(EXERCISE OBJECTIVE): When a line of the records contains "picture", copy it.

(MATERIALS PROVIDED):
++++++

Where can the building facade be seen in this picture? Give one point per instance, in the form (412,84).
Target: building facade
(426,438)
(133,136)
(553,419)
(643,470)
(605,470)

++++++

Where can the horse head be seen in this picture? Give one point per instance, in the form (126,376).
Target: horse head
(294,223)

++++++

(WRITTEN ANSWER):
Where can the building facade be seen in this picture? Give one point per instance, in the form (412,84).
Where can the horse head be seen in this picture? Give one point per instance, in the form (126,376).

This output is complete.